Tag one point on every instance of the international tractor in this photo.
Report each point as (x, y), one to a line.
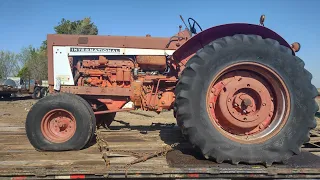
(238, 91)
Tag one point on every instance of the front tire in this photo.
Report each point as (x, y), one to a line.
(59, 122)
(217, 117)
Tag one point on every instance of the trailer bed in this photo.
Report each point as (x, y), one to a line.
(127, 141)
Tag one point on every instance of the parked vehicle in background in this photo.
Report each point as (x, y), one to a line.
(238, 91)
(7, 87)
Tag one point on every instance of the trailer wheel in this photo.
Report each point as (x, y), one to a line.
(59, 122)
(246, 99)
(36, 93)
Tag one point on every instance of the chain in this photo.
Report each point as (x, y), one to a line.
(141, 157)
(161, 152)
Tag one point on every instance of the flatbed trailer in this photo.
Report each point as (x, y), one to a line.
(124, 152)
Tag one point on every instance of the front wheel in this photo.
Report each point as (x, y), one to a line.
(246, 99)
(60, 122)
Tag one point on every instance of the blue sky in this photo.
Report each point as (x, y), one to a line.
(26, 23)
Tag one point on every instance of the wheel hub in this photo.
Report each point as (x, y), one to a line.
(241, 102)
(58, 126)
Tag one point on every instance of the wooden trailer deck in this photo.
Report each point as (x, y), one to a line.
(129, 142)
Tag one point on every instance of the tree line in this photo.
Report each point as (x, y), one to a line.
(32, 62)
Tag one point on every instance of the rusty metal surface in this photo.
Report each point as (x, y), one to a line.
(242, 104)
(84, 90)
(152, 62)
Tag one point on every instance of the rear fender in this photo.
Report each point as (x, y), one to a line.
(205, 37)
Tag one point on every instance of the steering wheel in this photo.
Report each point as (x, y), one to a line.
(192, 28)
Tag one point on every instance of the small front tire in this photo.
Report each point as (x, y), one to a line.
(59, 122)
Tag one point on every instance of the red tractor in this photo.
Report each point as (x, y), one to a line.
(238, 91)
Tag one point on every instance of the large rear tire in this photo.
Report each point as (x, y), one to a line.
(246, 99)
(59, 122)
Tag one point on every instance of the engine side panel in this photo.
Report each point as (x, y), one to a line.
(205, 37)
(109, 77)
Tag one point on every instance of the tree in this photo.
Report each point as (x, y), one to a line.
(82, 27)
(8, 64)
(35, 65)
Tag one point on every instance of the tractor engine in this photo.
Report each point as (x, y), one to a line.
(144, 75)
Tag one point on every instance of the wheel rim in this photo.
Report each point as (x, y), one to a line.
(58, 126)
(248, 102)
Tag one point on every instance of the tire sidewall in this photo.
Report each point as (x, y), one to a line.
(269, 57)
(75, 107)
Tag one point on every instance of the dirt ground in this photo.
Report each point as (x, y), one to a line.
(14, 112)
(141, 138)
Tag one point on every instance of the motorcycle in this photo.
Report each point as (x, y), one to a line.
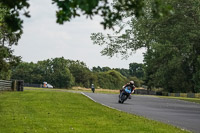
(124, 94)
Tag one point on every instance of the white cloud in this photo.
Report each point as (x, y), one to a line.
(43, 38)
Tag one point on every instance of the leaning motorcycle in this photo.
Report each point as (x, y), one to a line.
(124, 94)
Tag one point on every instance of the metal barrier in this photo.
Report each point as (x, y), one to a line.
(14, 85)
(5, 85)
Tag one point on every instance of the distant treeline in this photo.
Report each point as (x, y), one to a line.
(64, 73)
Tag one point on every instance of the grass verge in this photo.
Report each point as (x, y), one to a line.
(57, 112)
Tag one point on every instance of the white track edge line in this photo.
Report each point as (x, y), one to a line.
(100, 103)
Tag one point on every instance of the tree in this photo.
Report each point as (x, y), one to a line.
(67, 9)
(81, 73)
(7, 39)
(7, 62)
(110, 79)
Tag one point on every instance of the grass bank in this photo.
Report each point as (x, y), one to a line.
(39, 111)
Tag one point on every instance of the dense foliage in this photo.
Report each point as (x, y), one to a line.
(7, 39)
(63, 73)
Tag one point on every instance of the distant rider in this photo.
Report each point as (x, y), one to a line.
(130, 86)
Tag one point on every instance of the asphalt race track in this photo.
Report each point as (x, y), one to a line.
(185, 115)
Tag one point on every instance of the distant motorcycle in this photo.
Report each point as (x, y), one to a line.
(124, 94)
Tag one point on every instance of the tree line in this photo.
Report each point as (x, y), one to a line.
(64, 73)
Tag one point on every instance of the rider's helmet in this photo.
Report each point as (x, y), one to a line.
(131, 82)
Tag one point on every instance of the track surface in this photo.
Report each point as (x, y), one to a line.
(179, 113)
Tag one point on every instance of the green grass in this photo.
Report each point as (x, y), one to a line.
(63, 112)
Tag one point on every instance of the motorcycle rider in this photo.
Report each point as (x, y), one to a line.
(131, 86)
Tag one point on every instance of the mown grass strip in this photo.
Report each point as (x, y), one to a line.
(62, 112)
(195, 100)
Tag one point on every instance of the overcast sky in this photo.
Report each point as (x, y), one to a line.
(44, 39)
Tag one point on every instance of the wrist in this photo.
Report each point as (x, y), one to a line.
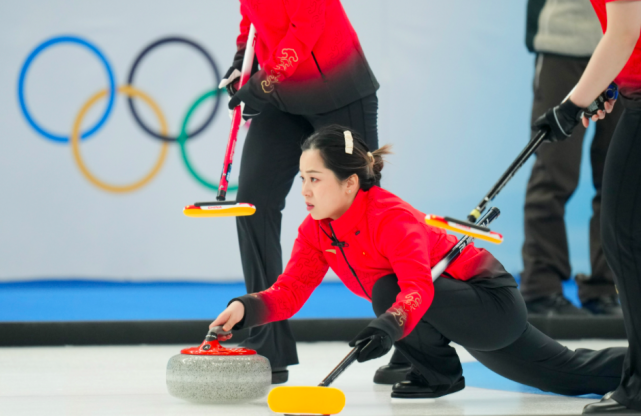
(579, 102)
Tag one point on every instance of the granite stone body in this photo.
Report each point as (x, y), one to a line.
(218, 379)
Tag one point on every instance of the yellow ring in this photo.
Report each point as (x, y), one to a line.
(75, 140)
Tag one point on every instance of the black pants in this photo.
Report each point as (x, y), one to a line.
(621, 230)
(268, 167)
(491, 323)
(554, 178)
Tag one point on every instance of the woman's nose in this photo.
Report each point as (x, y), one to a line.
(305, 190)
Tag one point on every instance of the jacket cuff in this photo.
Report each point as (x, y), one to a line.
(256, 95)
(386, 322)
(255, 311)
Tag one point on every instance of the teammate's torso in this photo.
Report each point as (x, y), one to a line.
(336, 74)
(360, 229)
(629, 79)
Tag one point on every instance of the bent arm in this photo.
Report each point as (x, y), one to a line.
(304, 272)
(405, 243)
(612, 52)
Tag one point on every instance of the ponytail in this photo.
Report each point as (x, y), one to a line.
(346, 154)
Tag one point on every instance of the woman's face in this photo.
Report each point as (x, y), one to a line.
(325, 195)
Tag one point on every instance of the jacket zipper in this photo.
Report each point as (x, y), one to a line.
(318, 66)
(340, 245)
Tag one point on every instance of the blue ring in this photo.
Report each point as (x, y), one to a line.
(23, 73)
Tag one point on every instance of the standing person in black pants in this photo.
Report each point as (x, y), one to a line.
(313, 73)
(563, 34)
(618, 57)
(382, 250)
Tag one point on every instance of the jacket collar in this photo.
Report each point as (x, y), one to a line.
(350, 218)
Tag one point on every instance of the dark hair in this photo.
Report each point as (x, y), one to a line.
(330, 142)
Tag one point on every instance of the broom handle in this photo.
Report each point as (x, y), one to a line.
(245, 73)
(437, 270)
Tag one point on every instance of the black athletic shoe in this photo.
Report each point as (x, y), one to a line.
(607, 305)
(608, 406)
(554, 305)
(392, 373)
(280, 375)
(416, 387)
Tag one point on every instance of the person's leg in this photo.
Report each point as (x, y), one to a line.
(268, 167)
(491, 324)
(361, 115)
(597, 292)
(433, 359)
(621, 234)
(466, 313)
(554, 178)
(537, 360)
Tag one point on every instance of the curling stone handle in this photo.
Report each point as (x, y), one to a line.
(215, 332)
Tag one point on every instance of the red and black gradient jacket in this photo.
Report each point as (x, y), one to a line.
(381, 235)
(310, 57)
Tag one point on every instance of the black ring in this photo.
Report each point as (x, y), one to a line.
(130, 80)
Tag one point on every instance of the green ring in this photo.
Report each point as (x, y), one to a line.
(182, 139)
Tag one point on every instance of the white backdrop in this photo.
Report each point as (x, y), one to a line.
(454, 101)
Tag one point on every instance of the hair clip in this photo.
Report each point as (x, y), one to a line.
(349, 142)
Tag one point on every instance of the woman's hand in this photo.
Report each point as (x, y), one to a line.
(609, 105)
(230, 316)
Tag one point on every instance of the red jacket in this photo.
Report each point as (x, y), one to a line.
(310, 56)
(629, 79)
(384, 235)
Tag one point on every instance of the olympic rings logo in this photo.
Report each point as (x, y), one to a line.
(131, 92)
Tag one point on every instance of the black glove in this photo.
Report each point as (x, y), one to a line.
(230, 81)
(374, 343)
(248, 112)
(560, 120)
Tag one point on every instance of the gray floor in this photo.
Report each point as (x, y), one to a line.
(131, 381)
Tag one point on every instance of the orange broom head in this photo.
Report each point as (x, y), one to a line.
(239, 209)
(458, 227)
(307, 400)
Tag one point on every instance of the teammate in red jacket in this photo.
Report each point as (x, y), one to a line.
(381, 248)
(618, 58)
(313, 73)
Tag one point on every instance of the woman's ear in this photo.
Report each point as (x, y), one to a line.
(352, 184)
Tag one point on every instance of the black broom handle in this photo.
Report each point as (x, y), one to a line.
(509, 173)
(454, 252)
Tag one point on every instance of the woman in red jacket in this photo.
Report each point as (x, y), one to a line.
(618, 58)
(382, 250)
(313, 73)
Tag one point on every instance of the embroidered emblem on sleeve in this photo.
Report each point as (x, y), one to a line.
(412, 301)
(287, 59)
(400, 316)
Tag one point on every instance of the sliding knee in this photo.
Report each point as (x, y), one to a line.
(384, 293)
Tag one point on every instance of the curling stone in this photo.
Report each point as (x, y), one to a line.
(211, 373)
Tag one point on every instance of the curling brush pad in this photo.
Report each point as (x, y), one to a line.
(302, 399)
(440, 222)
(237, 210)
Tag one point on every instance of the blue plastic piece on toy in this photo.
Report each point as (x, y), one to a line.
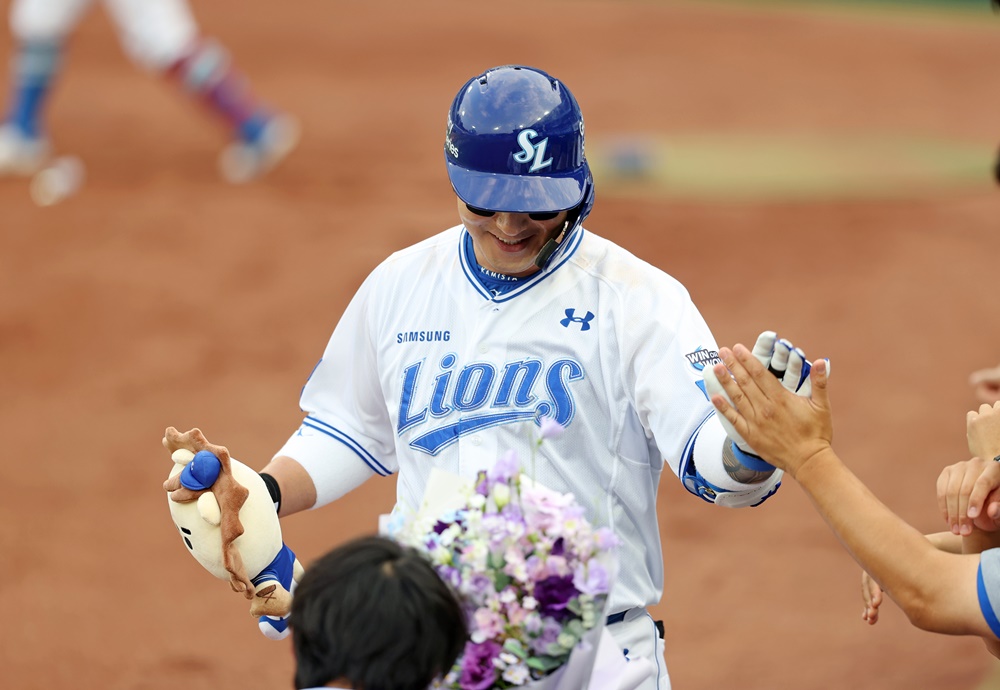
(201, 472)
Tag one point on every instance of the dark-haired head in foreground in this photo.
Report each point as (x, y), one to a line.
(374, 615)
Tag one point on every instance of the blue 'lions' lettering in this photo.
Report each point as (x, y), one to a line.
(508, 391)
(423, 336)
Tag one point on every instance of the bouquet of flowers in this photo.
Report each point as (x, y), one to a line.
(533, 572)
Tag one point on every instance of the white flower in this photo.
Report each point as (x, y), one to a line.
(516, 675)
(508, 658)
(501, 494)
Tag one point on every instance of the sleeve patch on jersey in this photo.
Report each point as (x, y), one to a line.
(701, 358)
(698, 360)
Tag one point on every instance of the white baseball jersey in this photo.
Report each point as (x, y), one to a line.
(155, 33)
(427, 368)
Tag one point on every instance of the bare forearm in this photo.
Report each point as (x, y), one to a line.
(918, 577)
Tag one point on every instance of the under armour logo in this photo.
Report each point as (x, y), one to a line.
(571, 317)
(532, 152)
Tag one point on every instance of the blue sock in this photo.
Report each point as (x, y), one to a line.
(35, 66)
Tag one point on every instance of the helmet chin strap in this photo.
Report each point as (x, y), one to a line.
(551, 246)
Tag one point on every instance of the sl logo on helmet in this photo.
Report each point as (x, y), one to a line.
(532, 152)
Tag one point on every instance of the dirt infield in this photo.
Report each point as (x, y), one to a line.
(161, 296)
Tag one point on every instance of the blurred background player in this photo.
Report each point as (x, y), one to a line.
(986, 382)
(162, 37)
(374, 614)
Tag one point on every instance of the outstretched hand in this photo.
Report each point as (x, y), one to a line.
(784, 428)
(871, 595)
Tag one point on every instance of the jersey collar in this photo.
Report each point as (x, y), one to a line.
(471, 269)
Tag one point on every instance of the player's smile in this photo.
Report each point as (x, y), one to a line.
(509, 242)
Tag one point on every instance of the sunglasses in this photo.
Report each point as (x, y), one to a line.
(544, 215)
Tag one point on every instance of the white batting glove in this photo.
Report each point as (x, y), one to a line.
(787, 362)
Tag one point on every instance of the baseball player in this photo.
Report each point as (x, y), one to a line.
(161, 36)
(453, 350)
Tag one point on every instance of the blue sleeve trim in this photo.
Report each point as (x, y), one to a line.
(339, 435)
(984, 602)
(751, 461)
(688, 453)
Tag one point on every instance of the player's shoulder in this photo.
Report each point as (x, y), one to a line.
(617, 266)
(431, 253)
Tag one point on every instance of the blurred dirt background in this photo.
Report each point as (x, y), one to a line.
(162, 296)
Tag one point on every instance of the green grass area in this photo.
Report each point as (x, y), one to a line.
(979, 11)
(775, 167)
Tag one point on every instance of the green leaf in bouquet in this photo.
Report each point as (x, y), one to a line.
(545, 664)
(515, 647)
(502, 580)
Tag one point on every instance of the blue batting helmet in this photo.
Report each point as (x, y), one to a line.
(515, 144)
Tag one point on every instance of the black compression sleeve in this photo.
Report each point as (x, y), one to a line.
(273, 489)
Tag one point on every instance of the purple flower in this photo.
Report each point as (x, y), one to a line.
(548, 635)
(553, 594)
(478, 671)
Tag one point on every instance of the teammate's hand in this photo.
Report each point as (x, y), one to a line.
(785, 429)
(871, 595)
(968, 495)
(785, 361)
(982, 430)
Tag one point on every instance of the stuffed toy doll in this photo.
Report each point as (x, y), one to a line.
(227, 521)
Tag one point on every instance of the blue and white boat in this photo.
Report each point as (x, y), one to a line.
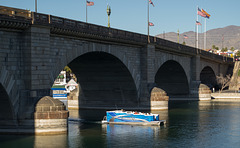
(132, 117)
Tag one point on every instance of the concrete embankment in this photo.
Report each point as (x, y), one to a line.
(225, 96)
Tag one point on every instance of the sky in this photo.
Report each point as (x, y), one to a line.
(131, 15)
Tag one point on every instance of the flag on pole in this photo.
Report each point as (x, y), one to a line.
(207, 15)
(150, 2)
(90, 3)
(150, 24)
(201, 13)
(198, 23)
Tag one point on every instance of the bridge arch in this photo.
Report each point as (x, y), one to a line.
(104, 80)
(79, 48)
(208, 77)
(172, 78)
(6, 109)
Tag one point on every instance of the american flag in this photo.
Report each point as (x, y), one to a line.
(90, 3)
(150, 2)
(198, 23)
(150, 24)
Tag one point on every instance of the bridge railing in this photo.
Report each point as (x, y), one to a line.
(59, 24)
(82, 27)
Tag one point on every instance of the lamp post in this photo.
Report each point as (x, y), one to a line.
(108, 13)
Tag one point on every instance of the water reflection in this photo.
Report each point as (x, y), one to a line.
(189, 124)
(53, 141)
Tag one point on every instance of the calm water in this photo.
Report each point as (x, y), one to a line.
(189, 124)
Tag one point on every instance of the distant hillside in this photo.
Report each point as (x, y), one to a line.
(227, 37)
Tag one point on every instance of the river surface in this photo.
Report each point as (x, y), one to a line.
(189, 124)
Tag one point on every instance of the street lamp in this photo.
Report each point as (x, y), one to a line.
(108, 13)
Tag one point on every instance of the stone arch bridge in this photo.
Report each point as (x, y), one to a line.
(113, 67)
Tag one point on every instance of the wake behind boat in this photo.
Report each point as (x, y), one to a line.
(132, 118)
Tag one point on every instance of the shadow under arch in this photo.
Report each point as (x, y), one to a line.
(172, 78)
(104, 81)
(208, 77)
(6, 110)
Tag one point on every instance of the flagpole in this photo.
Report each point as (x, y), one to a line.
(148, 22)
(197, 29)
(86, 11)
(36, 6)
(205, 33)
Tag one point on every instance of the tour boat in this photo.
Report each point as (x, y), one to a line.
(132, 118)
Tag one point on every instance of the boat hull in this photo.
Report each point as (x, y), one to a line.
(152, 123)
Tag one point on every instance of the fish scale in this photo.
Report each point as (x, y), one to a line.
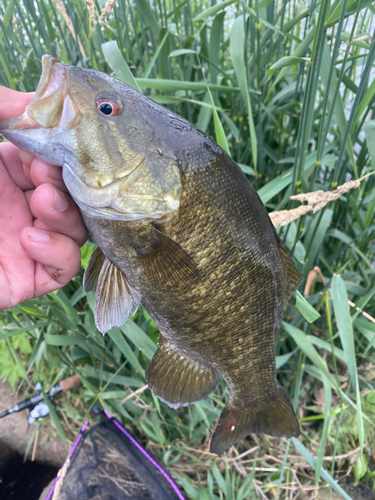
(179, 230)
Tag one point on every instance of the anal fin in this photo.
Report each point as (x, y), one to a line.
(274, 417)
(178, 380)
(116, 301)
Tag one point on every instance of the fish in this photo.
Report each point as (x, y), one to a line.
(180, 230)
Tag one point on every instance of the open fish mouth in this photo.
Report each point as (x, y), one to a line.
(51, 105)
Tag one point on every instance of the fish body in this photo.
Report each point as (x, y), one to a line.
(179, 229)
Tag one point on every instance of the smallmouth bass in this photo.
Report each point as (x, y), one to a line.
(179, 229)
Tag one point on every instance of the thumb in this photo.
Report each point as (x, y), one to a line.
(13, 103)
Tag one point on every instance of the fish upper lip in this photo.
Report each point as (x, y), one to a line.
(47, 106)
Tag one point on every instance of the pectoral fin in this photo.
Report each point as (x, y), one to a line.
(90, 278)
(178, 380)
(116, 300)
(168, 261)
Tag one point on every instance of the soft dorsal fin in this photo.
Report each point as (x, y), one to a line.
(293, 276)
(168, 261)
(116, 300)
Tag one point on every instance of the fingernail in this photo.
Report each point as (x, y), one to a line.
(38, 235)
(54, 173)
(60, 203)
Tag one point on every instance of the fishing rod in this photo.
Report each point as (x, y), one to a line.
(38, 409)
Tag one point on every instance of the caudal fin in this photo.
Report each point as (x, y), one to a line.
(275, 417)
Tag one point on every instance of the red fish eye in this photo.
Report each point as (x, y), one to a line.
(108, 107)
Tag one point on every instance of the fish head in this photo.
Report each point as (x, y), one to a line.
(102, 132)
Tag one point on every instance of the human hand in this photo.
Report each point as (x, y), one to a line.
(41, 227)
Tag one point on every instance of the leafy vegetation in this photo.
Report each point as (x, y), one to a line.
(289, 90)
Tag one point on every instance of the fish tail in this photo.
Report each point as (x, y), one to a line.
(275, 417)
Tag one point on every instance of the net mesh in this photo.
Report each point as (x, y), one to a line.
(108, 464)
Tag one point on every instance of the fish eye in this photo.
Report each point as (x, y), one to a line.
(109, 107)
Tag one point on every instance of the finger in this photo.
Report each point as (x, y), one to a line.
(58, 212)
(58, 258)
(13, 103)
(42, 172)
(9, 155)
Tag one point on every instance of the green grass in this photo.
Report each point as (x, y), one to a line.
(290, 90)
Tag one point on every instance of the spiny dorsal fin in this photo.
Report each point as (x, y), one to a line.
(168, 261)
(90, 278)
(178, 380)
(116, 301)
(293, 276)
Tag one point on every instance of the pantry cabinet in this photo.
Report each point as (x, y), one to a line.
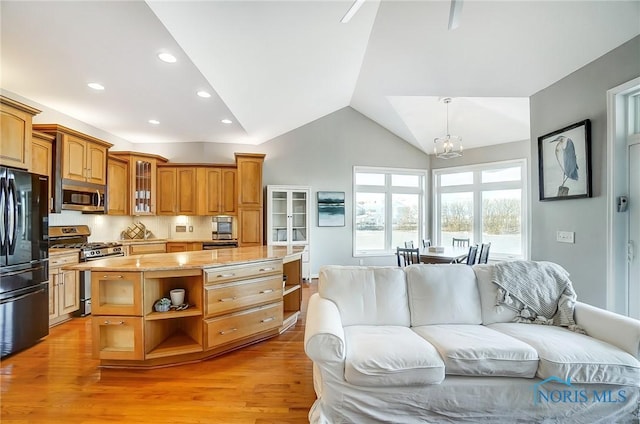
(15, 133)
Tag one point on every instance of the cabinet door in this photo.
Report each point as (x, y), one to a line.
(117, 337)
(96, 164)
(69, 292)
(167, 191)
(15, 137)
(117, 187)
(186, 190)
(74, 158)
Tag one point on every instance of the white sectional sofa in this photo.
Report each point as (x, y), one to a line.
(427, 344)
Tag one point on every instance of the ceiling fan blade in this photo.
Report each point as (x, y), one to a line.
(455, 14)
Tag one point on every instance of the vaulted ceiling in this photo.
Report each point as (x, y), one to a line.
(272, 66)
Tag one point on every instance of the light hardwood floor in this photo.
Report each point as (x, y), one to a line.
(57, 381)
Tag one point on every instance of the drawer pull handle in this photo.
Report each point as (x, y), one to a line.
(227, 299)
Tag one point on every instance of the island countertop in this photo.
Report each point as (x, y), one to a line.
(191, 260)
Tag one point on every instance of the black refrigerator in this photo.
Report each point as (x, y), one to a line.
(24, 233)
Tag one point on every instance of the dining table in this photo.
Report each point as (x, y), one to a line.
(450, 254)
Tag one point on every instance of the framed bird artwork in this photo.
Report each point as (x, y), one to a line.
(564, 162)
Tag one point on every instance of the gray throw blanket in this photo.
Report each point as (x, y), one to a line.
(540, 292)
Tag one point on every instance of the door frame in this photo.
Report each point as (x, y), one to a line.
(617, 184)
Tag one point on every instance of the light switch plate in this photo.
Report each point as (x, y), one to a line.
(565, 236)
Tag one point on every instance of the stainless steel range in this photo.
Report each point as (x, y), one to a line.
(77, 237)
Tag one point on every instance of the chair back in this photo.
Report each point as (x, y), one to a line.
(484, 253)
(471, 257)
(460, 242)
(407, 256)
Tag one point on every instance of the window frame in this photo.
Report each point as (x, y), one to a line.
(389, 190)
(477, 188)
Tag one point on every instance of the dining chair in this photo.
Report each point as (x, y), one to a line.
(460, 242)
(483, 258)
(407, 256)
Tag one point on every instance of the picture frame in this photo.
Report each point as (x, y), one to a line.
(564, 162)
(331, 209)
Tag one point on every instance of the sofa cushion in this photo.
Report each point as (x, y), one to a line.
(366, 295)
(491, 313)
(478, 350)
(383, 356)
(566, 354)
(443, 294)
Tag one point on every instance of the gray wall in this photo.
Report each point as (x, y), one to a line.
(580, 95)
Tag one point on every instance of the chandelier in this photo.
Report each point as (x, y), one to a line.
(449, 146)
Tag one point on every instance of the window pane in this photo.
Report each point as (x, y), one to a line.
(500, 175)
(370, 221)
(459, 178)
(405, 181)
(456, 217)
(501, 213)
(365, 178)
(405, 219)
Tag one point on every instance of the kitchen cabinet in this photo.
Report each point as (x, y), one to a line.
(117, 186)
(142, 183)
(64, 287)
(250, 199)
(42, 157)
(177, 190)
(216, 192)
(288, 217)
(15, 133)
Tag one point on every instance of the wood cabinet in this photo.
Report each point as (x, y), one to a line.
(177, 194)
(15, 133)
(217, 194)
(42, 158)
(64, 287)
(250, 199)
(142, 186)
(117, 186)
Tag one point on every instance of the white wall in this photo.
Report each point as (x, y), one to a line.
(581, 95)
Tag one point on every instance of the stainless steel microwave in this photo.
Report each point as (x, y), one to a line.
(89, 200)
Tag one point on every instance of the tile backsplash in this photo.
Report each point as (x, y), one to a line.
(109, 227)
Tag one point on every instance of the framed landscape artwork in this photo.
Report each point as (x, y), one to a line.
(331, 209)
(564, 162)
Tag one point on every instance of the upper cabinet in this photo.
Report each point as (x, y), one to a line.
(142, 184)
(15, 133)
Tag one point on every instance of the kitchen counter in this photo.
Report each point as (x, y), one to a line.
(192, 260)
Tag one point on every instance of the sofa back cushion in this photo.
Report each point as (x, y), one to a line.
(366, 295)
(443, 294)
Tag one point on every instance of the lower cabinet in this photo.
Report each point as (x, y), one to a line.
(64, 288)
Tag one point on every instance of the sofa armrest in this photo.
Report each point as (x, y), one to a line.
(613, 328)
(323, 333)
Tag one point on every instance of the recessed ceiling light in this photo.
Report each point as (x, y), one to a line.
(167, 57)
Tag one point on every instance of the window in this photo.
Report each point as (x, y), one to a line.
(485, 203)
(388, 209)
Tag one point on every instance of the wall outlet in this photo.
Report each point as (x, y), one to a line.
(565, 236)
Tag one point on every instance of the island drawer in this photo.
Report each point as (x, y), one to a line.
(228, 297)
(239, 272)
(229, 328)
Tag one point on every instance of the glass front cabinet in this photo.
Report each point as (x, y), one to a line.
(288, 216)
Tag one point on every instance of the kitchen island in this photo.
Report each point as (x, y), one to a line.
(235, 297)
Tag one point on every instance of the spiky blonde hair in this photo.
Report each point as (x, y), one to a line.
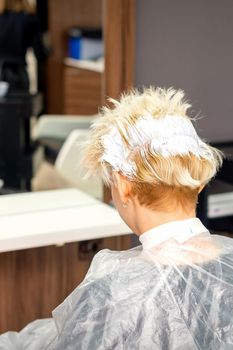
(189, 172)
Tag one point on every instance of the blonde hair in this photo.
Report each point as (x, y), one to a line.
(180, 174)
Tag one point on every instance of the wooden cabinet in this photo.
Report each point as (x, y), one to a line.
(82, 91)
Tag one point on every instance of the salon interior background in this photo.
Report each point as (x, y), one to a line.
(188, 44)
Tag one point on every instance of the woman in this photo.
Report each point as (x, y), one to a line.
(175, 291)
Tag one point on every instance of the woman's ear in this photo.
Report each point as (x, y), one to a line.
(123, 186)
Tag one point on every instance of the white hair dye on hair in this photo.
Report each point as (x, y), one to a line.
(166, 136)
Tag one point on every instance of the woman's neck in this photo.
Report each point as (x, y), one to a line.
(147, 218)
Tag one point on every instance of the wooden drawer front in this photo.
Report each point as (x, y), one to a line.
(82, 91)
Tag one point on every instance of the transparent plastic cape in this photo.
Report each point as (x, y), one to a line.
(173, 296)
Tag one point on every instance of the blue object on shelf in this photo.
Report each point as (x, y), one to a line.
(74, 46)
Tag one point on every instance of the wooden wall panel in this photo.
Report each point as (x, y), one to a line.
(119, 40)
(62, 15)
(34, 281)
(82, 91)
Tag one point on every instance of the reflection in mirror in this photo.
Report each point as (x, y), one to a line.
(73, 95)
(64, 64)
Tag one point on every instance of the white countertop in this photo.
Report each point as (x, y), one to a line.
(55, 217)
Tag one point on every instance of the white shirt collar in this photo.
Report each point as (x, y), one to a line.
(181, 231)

⁂

## Problem:
Exactly reproduce the lines from the one containing "Tag one point on every instance of the wooden wall" through the end of the records, and only those lines.

## Correct output:
Tag one point on every instance of the wooden wall panel in this photo.
Report each point as (x, y), one to a line.
(119, 40)
(62, 15)
(34, 281)
(82, 91)
Tag one point on every instance of the reflection in mirror in this photo.
Report each point as (x, y), one to a line.
(73, 95)
(64, 64)
Tag one point on every instance of the white countertop in this photo.
Report each point as (x, y), one to a line.
(55, 217)
Tag one point on every instance of the white shirt collar in this photo.
Report each point as (x, y), one to a line.
(181, 231)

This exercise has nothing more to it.